··· GIVEN ENTRIES
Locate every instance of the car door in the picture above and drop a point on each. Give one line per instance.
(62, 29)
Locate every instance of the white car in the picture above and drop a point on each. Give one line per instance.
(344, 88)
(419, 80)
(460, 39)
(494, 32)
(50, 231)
······
- [WHAT IS EXPECTED]:
Copy the data word for word, starting at the line that contains "Locate every instance of the white" and ending at the final line of the data.

- [CORRECT ANSWER]:
Locate every instance of the white car in the picture above and drop a point on each. Give one line per instance.
(344, 88)
(419, 80)
(460, 39)
(494, 32)
(50, 231)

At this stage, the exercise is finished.